TEXT SHOWN:
========
SHIRIN EBADI OPPOSES OCCUPATION OF OTHER NATIONS
TEHRAN, 2 Dec. (IPS) Iran’s Nobel Peace laureate for 2003, Mrs. Shirin Ebadi on Tuesday rejected military occupation of other countries, saying she hoped peace would be restored in Iraq, Palestine and Afghanistan, an indirect reference to the occupation of these nations by the United States and Israel.
An outspoken human rights activist and one of Iran’s most respected lawyer,
Mrs Ebadi was selected on 10 October as the winner of the prestigious Nobel
Peace Price for 2003.
"Military occupation of a country contradicts all charters of the United Nations", she told reporters at a news conference at Iranian News Agency (IRNA) head office here Tuesday.
"I believe that the fate any nation must be left to its own people to decide", she said, adding, "The military occupation of a country under the pretext of establishing democracy, and human rights is not right", she said, reported by IRNA.
The outspoken Iranian lawyer who is also a human rights campaigner added, "I wished (former Iraqi president) Saddam Hoseyn had been toppled by the people of that country and not the occupying forces", the official IRNA said.
Taking an implicit swipe at the US-led occupation of Iraq and Afghanistan by the US-led coalition, Ebadi said, "Freedom and democracy is cannot be presented to anybody on a plate. Neither can it be inducted into a country with the force of bullets, tanks and guns, since these are among issues which are achieved through constant struggles of the people".
========
DATA RECORDS:
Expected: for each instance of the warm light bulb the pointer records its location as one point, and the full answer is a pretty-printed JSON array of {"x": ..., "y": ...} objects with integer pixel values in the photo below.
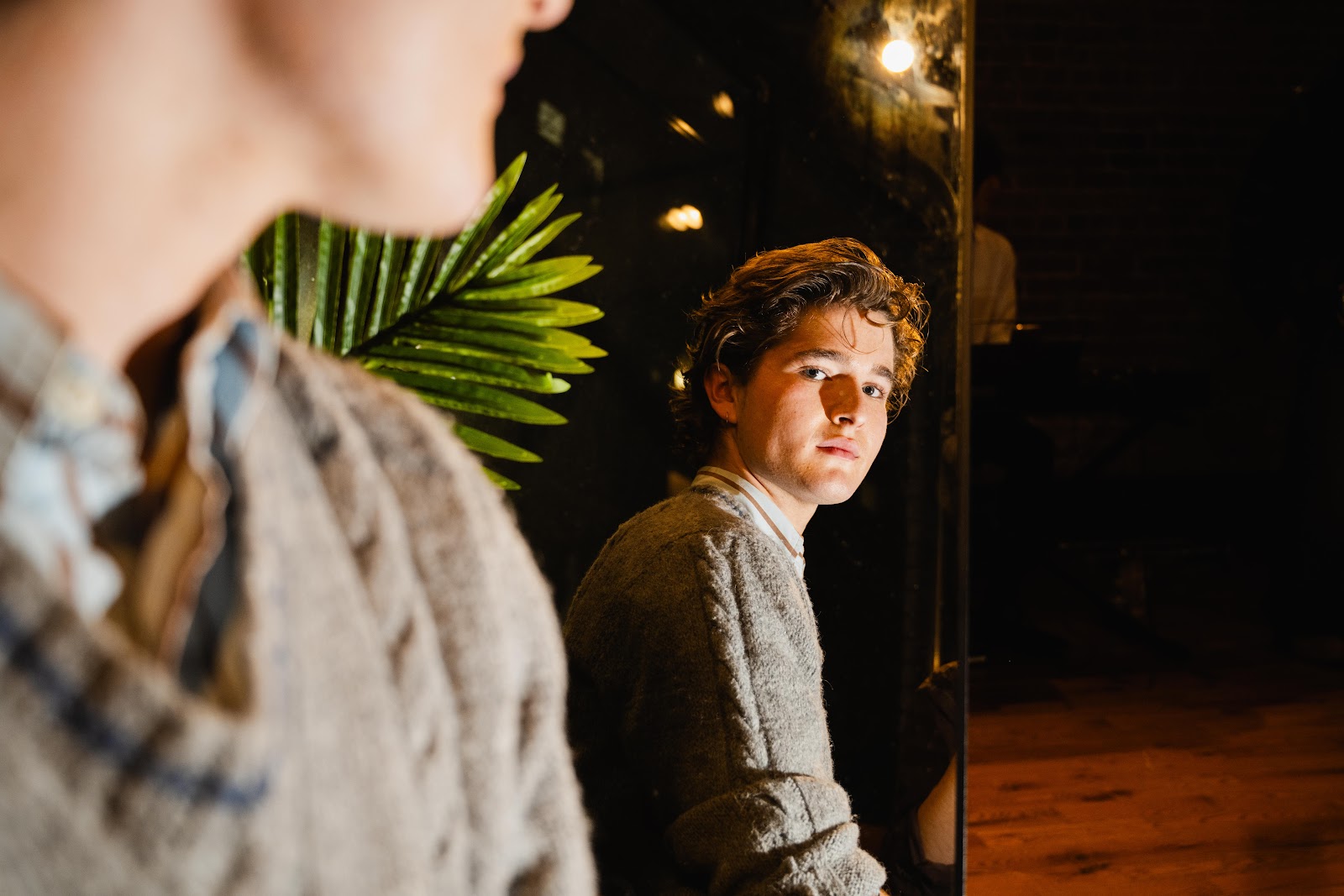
[
  {"x": 683, "y": 217},
  {"x": 898, "y": 55}
]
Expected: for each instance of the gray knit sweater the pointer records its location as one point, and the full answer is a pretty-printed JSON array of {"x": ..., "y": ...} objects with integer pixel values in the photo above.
[
  {"x": 696, "y": 714},
  {"x": 407, "y": 727}
]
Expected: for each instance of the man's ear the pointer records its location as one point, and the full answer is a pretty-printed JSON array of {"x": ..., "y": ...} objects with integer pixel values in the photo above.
[{"x": 719, "y": 389}]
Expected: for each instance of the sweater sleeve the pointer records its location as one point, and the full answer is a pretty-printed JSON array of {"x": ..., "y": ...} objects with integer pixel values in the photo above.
[{"x": 725, "y": 721}]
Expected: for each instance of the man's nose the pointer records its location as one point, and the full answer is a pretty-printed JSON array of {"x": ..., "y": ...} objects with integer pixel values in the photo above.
[
  {"x": 548, "y": 13},
  {"x": 846, "y": 402}
]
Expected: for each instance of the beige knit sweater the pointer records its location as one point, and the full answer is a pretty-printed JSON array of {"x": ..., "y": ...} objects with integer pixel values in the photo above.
[
  {"x": 405, "y": 730},
  {"x": 696, "y": 714}
]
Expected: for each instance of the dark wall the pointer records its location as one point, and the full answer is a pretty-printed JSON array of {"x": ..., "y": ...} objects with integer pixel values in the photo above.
[{"x": 1131, "y": 134}]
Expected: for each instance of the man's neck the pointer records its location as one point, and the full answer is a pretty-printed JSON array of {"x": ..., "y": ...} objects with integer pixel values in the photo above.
[
  {"x": 105, "y": 221},
  {"x": 729, "y": 458}
]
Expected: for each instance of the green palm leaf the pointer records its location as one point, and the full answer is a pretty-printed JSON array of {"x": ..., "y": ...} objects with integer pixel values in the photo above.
[{"x": 464, "y": 324}]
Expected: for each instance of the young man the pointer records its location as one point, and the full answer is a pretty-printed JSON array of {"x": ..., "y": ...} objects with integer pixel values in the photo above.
[
  {"x": 696, "y": 707},
  {"x": 324, "y": 661}
]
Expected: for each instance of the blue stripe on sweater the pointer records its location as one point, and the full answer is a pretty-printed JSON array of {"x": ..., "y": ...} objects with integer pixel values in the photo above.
[{"x": 101, "y": 736}]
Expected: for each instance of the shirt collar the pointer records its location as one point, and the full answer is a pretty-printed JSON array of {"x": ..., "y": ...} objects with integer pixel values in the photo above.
[
  {"x": 71, "y": 429},
  {"x": 765, "y": 513}
]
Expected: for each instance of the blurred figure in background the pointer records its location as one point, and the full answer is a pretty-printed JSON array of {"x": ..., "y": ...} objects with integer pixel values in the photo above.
[
  {"x": 323, "y": 660},
  {"x": 994, "y": 289}
]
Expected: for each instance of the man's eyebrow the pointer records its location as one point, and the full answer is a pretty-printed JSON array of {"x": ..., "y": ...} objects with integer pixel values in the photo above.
[{"x": 880, "y": 371}]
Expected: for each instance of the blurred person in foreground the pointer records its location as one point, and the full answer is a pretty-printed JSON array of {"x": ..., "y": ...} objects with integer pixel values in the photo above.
[
  {"x": 264, "y": 625},
  {"x": 696, "y": 710}
]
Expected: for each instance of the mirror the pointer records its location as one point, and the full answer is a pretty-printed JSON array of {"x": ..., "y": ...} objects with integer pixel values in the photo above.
[{"x": 759, "y": 125}]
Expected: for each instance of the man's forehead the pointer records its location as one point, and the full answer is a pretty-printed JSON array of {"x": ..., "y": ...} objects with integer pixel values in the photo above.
[{"x": 844, "y": 331}]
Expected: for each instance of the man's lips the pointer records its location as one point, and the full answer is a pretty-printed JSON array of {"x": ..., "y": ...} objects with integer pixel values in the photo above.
[{"x": 842, "y": 448}]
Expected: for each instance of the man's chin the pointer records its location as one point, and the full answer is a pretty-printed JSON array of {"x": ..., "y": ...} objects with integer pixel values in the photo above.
[{"x": 833, "y": 490}]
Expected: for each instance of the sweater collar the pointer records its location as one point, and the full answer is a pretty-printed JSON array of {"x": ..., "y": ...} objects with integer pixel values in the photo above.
[{"x": 765, "y": 513}]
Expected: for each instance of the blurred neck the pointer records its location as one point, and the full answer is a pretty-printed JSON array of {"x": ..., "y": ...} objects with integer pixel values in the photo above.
[{"x": 138, "y": 160}]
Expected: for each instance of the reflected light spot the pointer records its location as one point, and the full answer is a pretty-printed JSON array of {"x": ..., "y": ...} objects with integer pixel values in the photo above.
[
  {"x": 898, "y": 55},
  {"x": 683, "y": 217},
  {"x": 683, "y": 127}
]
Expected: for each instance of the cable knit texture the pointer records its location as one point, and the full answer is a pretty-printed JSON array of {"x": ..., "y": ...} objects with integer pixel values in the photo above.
[
  {"x": 405, "y": 721},
  {"x": 696, "y": 714}
]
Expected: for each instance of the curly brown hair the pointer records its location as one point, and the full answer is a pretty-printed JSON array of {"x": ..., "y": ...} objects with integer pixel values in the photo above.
[{"x": 764, "y": 301}]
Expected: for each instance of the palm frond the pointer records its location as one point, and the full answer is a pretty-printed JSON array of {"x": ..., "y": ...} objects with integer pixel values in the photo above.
[{"x": 464, "y": 324}]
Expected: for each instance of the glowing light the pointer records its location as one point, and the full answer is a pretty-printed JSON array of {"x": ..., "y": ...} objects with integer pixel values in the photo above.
[
  {"x": 683, "y": 217},
  {"x": 683, "y": 127},
  {"x": 898, "y": 55}
]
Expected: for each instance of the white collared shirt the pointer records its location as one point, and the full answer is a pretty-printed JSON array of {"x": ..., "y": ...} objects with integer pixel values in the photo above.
[{"x": 765, "y": 513}]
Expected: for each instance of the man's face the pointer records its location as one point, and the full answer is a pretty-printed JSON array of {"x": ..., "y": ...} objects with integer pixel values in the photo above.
[
  {"x": 403, "y": 94},
  {"x": 812, "y": 417}
]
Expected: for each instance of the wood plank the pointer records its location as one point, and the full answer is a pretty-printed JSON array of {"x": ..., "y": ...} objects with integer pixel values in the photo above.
[{"x": 1178, "y": 785}]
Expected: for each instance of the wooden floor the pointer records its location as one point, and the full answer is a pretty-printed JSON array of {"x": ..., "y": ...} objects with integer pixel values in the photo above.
[{"x": 1169, "y": 783}]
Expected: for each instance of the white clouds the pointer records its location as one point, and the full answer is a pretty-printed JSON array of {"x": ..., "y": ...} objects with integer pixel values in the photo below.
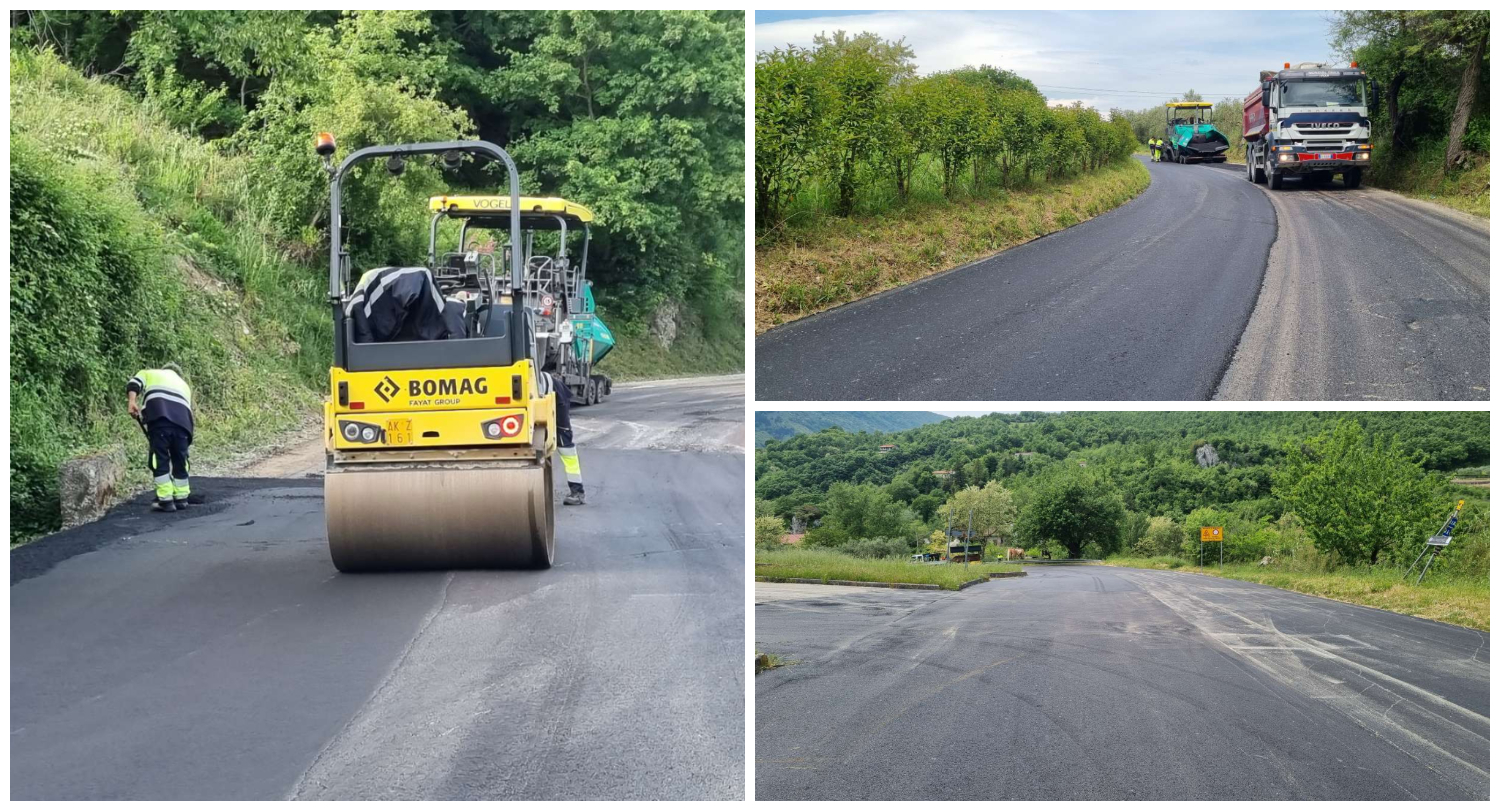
[{"x": 1079, "y": 56}]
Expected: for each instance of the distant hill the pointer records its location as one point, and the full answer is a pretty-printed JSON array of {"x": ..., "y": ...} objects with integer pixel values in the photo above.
[{"x": 780, "y": 424}]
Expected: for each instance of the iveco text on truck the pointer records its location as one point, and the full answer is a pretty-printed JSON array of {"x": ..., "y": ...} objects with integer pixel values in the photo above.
[{"x": 1311, "y": 120}]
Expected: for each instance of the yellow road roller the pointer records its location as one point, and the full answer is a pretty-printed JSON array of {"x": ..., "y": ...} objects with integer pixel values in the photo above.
[{"x": 438, "y": 424}]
========
EXERCISE TASK 1:
Rewrite the paragraph beginning "I believe that the fate" in the article on Shirin Ebadi as a single shorter sentence that keeps its main points.
EXERCISE TASK 2:
Extend the article on Shirin Ebadi with one further paragraph after its final one.

WRITTEN RESPONSE 1:
Ebadi said each nation's fate should be left to its own people and that militarily occupying a country on the pretext of establishing democracy and human rights is not right, IRNA reported.

WRITTEN RESPONSE 2:
Mrs. Ebadi had been congratulated by most world’s leaders and personalities, including Presidents of the United States, France, Germany and Britain as well as Pope John Paul II, another nominee of the award.
"As a lawyer, judge, lecturer, writer and activist, she has spoken out clearly and strongly in her country, Iran, far beyond its borders," the Nobel awards committee said in its citation about Mrs. Ebadi.
Turning to domestic issues, she demanded Iranian women be granted the same rights as men, and that religious minorities be given the same blood money as Muslims.
Ebadi also said she believed Iranian women can run for presidency like their male peers.
According to the Nobel Peace laureate, who is planned to receive her award in Oslo, Norway on 10 December, "human rights have improved very much in Iran, compared with 20 years ago".
"We have moved on the right track regarding human rights, but this is not enough", she said.
Ebadi refused to draw a line between human rights in Iran with those in the neighbouring countries, stating, "We must not be drawn to not heed human rights only because the humans rights situation in other countries is not favourable", IRNA quoted her as having stated.
Iranian women, she said, must be given the same blood money as men. "Women constitute 60 percent of the university students (in Iran). This indicates the education status of women in the Iranian society and the educated women see no difference between themselves and men (in this regard).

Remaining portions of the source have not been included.